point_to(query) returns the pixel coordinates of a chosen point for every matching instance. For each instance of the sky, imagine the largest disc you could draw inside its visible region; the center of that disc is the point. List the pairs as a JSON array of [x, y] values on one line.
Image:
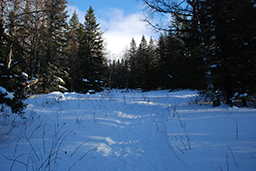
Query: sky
[[121, 20]]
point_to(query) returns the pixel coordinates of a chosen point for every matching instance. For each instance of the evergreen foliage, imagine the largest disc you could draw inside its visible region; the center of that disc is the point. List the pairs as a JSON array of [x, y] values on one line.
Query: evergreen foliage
[[91, 56]]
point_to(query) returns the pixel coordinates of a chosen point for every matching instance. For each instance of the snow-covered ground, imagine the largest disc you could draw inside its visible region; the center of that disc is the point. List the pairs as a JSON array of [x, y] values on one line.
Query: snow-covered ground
[[128, 131]]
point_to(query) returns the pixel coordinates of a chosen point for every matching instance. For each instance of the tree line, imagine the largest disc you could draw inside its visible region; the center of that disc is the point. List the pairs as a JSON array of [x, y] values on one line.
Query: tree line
[[207, 45]]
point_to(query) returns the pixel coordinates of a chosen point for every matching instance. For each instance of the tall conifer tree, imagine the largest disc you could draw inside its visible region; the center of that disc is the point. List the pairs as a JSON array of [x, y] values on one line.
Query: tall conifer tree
[[91, 55]]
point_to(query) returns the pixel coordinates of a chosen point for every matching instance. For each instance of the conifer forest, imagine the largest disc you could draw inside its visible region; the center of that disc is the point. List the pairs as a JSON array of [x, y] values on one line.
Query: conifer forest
[[207, 45], [183, 99]]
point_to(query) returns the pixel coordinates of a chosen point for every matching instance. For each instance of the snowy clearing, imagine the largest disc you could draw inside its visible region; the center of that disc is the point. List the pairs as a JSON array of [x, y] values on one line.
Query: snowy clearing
[[118, 130]]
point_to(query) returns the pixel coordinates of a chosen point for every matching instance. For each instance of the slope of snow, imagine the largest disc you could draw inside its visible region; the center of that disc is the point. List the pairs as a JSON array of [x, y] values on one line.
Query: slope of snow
[[118, 130]]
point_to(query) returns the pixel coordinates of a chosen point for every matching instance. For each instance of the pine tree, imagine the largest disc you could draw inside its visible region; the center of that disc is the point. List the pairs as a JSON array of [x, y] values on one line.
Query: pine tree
[[91, 55], [72, 49], [53, 42], [235, 39]]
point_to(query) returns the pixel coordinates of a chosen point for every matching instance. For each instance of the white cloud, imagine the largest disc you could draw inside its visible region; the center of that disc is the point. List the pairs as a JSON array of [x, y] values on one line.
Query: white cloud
[[119, 29]]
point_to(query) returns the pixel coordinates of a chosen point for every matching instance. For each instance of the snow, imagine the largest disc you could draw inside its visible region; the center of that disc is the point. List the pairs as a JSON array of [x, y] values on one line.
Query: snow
[[128, 130], [85, 80], [24, 74], [9, 95]]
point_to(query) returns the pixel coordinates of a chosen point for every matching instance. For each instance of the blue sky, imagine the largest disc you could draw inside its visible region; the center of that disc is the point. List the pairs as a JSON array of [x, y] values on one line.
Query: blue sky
[[119, 19]]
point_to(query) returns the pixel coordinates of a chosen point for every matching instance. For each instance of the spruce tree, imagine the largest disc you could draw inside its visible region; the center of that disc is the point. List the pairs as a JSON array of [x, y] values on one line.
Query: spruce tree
[[91, 55], [72, 50], [53, 42]]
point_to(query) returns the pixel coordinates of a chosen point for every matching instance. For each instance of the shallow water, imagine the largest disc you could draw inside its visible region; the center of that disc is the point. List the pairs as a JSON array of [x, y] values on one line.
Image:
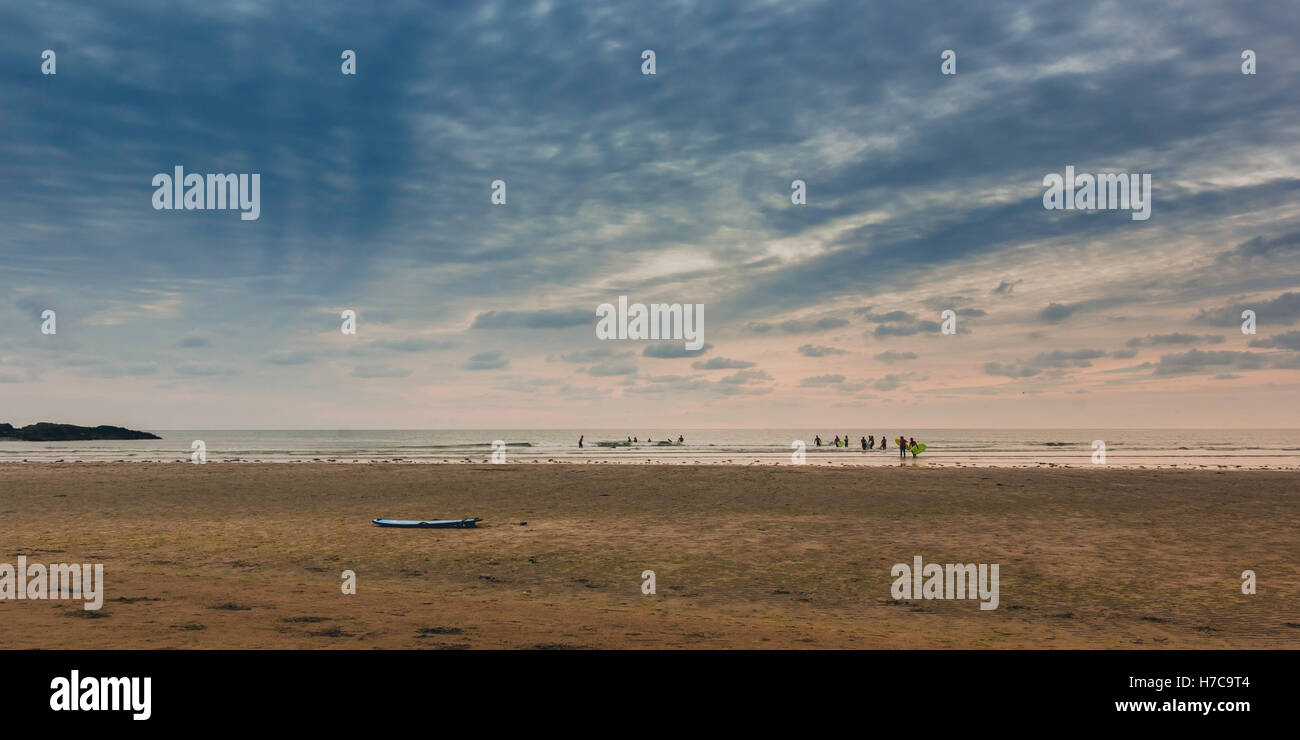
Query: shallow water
[[1125, 448]]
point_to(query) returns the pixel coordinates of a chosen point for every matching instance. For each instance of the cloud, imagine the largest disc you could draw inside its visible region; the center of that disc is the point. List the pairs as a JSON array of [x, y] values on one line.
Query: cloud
[[1283, 310], [888, 383], [1285, 341], [892, 356], [818, 351], [822, 380], [1066, 359], [546, 319], [203, 370], [722, 363], [378, 371], [1010, 370], [1199, 360], [412, 345], [1056, 312], [801, 325], [594, 355], [612, 368], [909, 329], [1259, 247], [1175, 338], [674, 350], [746, 376], [289, 358], [486, 360], [195, 340]]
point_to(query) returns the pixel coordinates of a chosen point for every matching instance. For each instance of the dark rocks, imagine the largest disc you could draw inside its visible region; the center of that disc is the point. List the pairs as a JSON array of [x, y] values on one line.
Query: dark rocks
[[48, 432]]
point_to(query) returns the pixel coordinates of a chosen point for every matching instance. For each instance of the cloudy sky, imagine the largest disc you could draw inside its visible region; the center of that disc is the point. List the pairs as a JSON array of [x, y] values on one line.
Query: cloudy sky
[[924, 193]]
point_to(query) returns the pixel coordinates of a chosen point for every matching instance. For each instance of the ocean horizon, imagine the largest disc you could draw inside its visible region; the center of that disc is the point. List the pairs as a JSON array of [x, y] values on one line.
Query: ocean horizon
[[999, 448]]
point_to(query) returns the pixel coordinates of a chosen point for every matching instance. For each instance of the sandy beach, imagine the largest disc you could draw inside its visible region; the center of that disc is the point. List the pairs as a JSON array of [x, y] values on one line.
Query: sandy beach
[[250, 555]]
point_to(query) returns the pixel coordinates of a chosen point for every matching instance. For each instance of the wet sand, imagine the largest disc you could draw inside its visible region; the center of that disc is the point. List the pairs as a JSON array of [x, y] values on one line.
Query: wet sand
[[250, 555]]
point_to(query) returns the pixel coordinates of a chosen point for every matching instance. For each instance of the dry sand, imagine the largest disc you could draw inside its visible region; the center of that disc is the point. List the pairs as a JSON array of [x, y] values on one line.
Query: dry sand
[[250, 555]]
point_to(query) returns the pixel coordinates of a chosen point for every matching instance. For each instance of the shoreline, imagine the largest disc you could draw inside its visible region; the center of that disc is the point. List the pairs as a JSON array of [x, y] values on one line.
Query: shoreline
[[251, 555]]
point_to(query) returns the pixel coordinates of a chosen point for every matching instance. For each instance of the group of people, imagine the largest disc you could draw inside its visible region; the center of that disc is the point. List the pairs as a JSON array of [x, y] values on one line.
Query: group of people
[[681, 440], [904, 444]]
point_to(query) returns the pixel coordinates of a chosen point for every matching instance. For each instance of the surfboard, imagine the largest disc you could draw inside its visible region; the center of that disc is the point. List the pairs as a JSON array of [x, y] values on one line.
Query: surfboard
[[428, 523]]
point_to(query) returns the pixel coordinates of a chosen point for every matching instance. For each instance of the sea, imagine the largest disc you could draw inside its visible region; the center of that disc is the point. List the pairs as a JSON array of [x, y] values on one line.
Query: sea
[[1009, 448]]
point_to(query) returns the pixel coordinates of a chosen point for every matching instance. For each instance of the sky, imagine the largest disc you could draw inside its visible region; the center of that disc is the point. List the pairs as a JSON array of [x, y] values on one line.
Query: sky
[[924, 193]]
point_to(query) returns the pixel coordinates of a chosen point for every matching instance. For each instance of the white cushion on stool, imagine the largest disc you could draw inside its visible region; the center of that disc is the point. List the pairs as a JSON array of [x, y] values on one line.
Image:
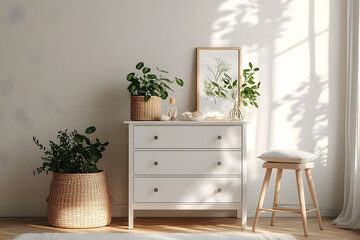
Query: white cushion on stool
[[290, 156]]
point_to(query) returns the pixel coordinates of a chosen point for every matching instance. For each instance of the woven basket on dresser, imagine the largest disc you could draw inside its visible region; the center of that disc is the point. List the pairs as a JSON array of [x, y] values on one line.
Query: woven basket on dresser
[[145, 111], [79, 200]]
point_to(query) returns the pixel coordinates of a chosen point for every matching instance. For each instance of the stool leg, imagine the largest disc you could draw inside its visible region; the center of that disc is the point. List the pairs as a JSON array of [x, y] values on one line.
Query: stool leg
[[302, 199], [276, 195], [313, 195], [262, 196]]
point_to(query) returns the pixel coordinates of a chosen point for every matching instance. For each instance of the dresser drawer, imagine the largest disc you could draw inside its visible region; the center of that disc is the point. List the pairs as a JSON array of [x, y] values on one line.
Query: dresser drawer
[[188, 162], [187, 190], [187, 137]]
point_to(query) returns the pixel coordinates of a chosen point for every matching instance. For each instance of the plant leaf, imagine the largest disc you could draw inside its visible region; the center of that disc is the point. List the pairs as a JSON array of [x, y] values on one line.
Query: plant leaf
[[235, 83], [130, 76], [179, 81], [164, 95], [161, 70], [140, 65], [146, 70], [90, 130], [151, 76]]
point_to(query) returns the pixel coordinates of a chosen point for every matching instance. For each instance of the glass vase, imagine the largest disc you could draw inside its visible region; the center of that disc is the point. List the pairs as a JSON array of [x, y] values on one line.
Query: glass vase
[[237, 112]]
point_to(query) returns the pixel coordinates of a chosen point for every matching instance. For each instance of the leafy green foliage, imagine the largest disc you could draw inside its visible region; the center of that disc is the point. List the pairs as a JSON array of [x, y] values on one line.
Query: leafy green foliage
[[249, 88], [148, 84], [215, 83], [221, 85], [74, 153]]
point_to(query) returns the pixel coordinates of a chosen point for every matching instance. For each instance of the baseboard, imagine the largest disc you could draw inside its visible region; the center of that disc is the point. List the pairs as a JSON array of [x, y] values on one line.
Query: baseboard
[[120, 210]]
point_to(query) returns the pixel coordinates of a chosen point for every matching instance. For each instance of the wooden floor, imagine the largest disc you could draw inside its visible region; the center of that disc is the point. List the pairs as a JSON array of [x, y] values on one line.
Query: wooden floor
[[10, 227]]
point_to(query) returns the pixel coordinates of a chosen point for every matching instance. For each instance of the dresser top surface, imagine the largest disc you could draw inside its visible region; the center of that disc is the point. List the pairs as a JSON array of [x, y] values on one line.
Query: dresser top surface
[[198, 123]]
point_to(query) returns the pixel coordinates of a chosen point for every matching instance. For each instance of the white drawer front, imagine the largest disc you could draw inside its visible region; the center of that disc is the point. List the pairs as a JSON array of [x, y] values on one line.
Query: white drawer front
[[187, 137], [188, 162], [187, 190]]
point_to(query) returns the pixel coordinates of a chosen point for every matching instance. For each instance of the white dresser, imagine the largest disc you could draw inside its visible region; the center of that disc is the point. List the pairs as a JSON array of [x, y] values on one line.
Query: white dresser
[[176, 165]]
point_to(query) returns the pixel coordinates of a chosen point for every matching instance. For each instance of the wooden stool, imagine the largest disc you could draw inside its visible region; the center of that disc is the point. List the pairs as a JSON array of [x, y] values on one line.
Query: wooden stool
[[279, 207]]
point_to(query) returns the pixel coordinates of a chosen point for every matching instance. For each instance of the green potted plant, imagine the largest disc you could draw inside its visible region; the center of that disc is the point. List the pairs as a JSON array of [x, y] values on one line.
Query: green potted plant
[[225, 87], [79, 194], [147, 90]]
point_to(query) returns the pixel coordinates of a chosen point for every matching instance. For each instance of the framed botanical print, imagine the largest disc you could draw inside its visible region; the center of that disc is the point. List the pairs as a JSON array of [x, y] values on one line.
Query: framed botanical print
[[218, 80]]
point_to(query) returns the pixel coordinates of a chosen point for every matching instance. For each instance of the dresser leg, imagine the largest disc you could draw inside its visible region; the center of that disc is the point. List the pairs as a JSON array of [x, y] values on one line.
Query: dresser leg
[[131, 218]]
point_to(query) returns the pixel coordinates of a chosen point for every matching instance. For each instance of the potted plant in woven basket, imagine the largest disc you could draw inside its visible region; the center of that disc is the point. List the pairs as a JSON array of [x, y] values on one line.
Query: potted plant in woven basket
[[79, 195], [147, 90]]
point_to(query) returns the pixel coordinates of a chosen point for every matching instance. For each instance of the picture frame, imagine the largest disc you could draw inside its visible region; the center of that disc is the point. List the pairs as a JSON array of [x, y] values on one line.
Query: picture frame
[[211, 64]]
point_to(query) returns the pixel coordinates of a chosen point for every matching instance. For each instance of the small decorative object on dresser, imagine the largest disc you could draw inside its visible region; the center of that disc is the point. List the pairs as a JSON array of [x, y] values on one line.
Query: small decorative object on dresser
[[178, 165], [79, 195], [147, 90]]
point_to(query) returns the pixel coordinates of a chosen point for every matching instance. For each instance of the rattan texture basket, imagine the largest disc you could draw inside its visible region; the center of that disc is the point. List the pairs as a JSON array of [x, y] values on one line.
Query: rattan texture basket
[[145, 111], [79, 200]]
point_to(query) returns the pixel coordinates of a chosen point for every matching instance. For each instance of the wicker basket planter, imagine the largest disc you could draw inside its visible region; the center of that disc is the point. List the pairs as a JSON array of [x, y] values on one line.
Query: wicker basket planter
[[145, 111], [79, 200]]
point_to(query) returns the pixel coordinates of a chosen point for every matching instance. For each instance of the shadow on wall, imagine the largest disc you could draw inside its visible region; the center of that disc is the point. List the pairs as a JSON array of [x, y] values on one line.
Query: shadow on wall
[[110, 109], [263, 21]]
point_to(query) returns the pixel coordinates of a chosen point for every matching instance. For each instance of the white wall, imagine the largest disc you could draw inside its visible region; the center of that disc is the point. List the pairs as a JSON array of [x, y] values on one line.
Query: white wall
[[63, 65]]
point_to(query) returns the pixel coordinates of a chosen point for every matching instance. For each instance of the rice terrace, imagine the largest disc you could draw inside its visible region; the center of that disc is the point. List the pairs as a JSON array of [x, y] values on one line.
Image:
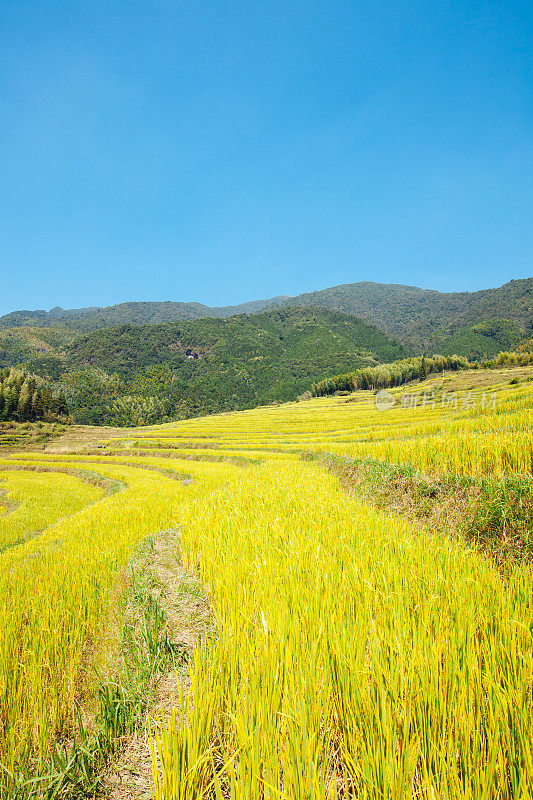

════

■ What you need to do:
Your task is to retype exactly, and only, the lines from the one that holds "of the rice" through the end of the listing, both end lines included, without any pictures.

■ Answer area:
point_to(query) returns the pixel coordinates of a chosen point for every matching instance. For each instance of the rice terrace, imagine the largest disc you could draw inside its visible region; the center of that disc is the point. List the pairs as a JSON array of [x, y] values on one line.
Image:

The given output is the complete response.